WORK TASK ▸
Without the pictures, copy all of the data exactly.
=== EXTRACTED ENTRIES ===
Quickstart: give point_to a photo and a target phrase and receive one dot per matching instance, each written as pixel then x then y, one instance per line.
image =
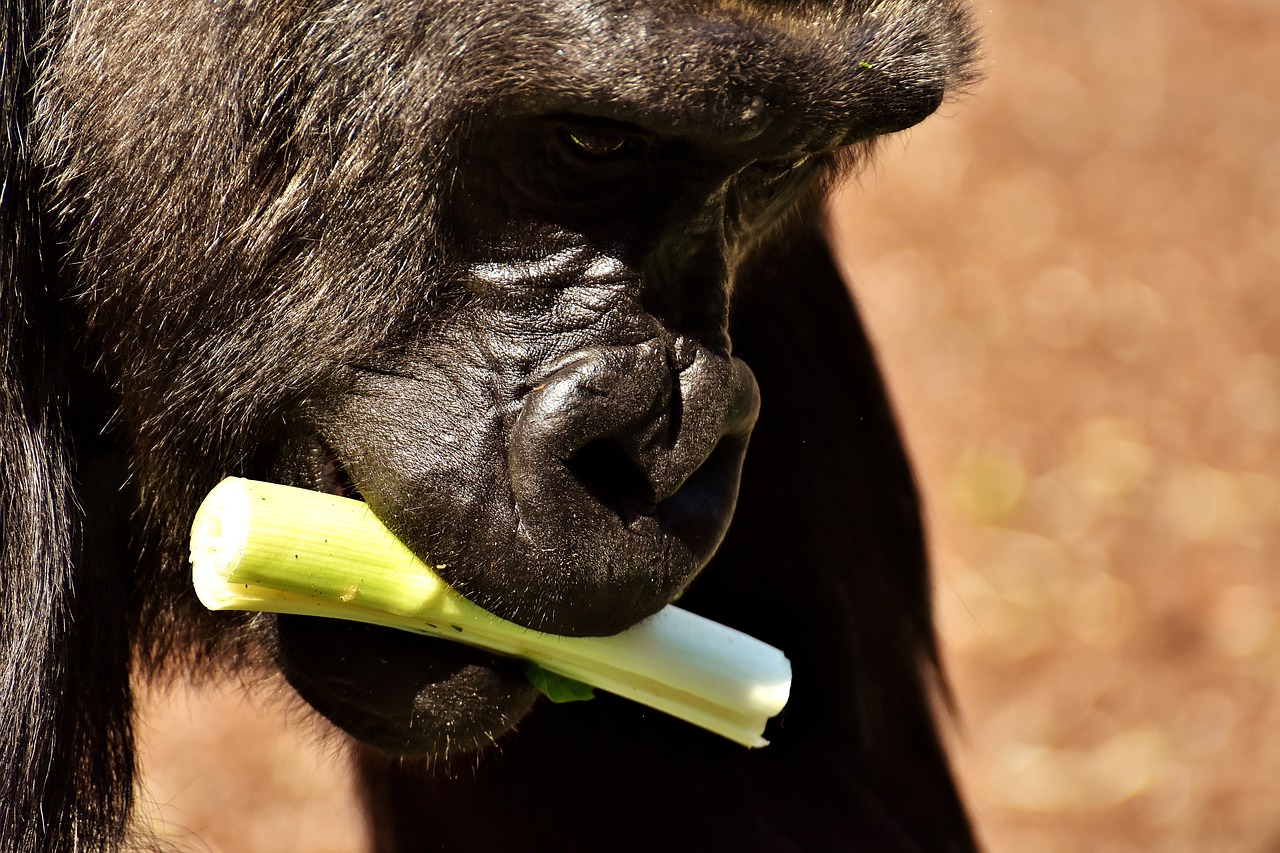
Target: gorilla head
pixel 479 264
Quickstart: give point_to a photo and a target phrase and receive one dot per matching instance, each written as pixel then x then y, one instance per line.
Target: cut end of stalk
pixel 219 537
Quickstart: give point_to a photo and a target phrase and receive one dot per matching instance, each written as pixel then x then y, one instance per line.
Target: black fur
pixel 289 240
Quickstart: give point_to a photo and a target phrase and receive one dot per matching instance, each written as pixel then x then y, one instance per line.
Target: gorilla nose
pixel 626 461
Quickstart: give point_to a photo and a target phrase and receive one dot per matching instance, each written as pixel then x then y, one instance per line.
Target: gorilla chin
pixel 405 694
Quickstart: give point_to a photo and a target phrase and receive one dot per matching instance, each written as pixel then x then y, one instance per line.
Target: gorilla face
pixel 472 263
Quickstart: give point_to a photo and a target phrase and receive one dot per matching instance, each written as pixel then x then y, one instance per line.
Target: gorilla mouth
pixel 621 477
pixel 403 693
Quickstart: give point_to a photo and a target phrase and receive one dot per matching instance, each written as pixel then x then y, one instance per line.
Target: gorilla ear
pixel 826 555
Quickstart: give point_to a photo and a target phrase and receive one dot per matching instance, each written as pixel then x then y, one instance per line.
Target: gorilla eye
pixel 600 144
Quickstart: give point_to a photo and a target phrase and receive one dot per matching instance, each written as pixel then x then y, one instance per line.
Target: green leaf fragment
pixel 557 688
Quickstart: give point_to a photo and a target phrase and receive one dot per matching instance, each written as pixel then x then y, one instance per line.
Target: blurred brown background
pixel 1072 278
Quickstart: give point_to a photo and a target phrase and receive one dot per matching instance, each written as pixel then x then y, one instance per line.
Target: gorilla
pixel 497 268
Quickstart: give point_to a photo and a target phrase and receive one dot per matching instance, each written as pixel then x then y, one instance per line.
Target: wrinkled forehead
pixel 836 69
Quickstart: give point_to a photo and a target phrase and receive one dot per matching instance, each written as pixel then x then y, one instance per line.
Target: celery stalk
pixel 266 547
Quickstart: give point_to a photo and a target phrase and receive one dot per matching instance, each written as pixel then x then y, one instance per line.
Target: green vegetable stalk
pixel 266 547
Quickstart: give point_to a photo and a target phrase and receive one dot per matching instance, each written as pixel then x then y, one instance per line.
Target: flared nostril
pixel 615 480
===
PROBLEM SOLUTION ▸
Quickstart: give point_to a photo and a target phrase and receive one dot per matching instance, each written as pixel then x then y, one instance per line.
image =
Target: gorilla head
pixel 479 264
Quickstart: give point_to a photo and a target phrase and receive one dot per matching instance, each written as pixel then x then y, one instance per line.
Target: cut end of stalk
pixel 219 537
Quickstart: give point_to a photo and a target phrase and receive one dot per matching instance, each written as pixel then x then y, one instance per line.
Target: black fur
pixel 289 240
Quickstart: give point_to a photo and a target phrase and receive one dot per matching instance, each written as pixel then x then y, one instance per line.
Target: gorilla nose
pixel 626 461
Quickstart: give point_to a photo and a target phrase and receive one dot per matching instance, each written as pixel then x then y, one instance per line.
Target: gorilla chin
pixel 405 694
Quickstart: give point_to a photo and a target phrase and receive one dot per matching instance, each written as pixel then x then y, one instance per line.
Target: gorilla face
pixel 472 263
Quickstart: give point_to a photo and a target phrase and receive one dot per matching instance, each written as pixel then x then y, one instance per line.
Target: gorilla mouth
pixel 621 477
pixel 403 693
Quickstart: give point_to a photo and a target phrase and receive one dot per matching instance, each written as pixel then x then y, one instance per line.
Target: gorilla ear
pixel 826 555
Quickstart: give point_to a photo and a target phrase and receive one dot per matching instance, each written as pixel then x then y, one instance per line.
Target: gorilla eye
pixel 600 144
Quickstart: give point_to a photo and a target phrase and receive one dot per matching instance, each written as pixel then x then y, one instance per line.
Target: green leaf fragment
pixel 557 688
Quickstart: give point_to a photo and a target phrase and receive one dot per matching instance, each written as pixel then x then y, one instance per line.
Target: blurred brown background
pixel 1072 278
Quickstart: give point_to a photo and a target phrase and receive one dot per matching instance, each written as pixel then x then y, one instance per line.
Target: gorilla
pixel 497 268
Quickstart: give point_to a photo and a target phrase and receive one dot per matching instance, each written as pixel then x then y, one instance per line.
Target: wrinkled forehead
pixel 836 69
Quickstart: give point_to a photo and a target phrase and receive one dot per matching instance, each written as pixel then x then y, one instance per line.
Target: celery stalk
pixel 266 547
Quickstart: give point_to a photo and a target phrase and receive one dot per matching instance, each written as pixel then x then y, one instance per line.
Target: green vegetable stalk
pixel 266 547
Quickstart: give point_to a photo and a target phrase and receive one dot per matching instance, each written as pixel then x then y, one instance per line.
Target: flared nostril
pixel 615 480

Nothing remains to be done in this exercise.